## TEXT SHOWN
In a tiny, windowless room on the seventh floor of a Sydney CBD building, wig designer Nick Eynaud is gently patting Dame Joan Sutherland’s head. “It’s not one that moves much,” he says, pressing the stiff bouffant’s honey hued swirls. “Same with Queen Elizabeth II.”
He points at the late monarch’s tight neat curls hugging a foam mannequin head on a high shelf.
Eynaud, standing amid suitcases, bags and more mannequin heads, is preparing 65 differently styled wigs for the new Australian musical and political satire The Dismissal: An Extremely Serious Musical Comedy.
The show, which is based on what is considered Australia’s greatest constitutional and political crisis, is an all-singing, all-dancing production created by theatre company Squabbalogic. It features characters ranging from former prime ministers Gough Whitlam and Malcolm Fraser to then governor-general Sir John Kerr and TV comedy star Norman Gunston.
When I visit, it is two weeks before opening night, and the production, which fills two floors of rehearsal space, is a hive of activity. In another room, set and costume designer Emma White works with costume-makers. In another, director Jay James-Moody and writer and composer Laura Murphy watch actors rehearse.
Having conceived the idea of The Dismissal 11 years and six prime ministers ago, James-Moody created the musical with co-writer Blake Erickson and Murphy, who wrote the music and lyrics.
“We wanted to create something a bit more serious than Keating! and a bit funnier than Hamilton,” James-Moody says. “It’s a political satire and a satire of musicals themselves.”
Three actors are playing a gaggle of journalists, each shouting questions at actor Shannen Alyce Quan, who is playing political staffer Junie Morosi. “Junie, what’s the real reason you came to work for the Whitlam government darlin?” one reporter says.
“Do you really feel you’ve been treated unfairly by the media sweetheart?” says another.
Morosi, a picture of calm, is dealing with scuttlebutt about her connection with former treasurer Dr Jim Cairns, played by Joe Kosky. She begins talking about parliament being “a hostile work environment for women” but is drowned out by the reporters.
For anyone unfamiliar with the events of the dismissal, its climax came on November 11, 1975. On that day Sir John sacked Labor leader Gough Whitlam from office and commissioned opposition leader Malcolm Fraser to form a caretaker government. A month later, the Liberal Country Party won a landslide election.
These events, and the political figures involved in them, shaped many Australians’ attitudes to politics. Unexpectedly, they also provided a platform for one of the most sparkling and quintessential moments in Australian comedy.
For, standing beside Whitlam on the steps of Old Parliament House, was another legendary figure. The wide-smiling, optimistic, little Aussie bleeder from Wollongong, Norman Gunston.
Gunston, or more specifically, his creator, Garry McDonald, had hightailed it from Sydney to Canberra with an ABC TV crew as rumblings of a leadership topple grew. McDonald, his Gunston comb-over and toilet-papered shaving cuts in place, joined the action.
It remains astonishing to watch footage of Gunston on that day. As Whitlam waves to supporters, Gunston is closer than any of the federal police restraining onlookers behind. Minutes later, beaming with excitement, Gunston encounters Bob Hawke, then President of the ACTU and National President of the ALP, mid-conversation beside parliament’s front doors.
“Oh, look, it’s a bit too serious for that,” Hawke says to Gunston.

## DIRECTIVE A
Answer these questions about the article on The Dismissal musical, one per line:
(i) How many differently styled wigs is Nick Eynaud preparing for the show?
(ii) On what date did the dismissal reach its climax?
(iii) Who created the character Norman Gunston?
The rows that come next bear no relation to the article.

## STORED ROWS
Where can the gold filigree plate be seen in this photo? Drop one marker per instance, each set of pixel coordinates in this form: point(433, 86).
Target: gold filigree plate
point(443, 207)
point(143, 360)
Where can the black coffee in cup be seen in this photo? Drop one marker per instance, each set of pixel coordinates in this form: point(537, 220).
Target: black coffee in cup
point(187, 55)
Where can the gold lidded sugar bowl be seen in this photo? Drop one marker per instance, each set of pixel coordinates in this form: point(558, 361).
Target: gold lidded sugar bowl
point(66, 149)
--
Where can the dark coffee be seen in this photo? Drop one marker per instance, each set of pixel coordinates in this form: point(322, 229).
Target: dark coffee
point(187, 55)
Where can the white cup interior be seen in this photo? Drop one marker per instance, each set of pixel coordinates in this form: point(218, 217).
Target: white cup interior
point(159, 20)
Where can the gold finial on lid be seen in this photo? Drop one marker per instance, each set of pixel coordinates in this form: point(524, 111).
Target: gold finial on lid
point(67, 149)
* * *
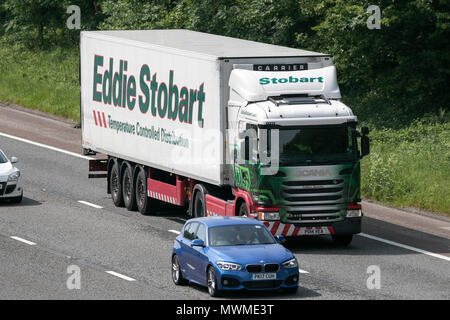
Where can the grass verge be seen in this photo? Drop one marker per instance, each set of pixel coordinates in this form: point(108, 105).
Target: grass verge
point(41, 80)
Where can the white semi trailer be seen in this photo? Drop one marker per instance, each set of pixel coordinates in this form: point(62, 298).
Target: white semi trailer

## DIRECTIVE B
Reproduce the stretch of rows from the line containing "Where can the gold filigree" through the line containing "point(66, 149)", both lines included.

## RESULT A
(i) 65
(ii) November 11, 1975
(iii) Garry McDonald

## RESULT B
Where can the gold filigree plate be seen in this photo? Drop one marker per instance, each set of pixel coordinates in this form: point(433, 86).
Target: gold filigree plate
point(443, 207)
point(143, 360)
Where can the black coffee in cup be seen in this photo? Drop one marker per instance, each set of pixel coordinates in this form: point(537, 220).
Target: black coffee in cup
point(187, 55)
Where can the gold lidded sugar bowl be seen in this photo? Drop one marker per instance, each set of pixel coordinates in this form: point(558, 361).
Target: gold lidded sugar bowl
point(66, 149)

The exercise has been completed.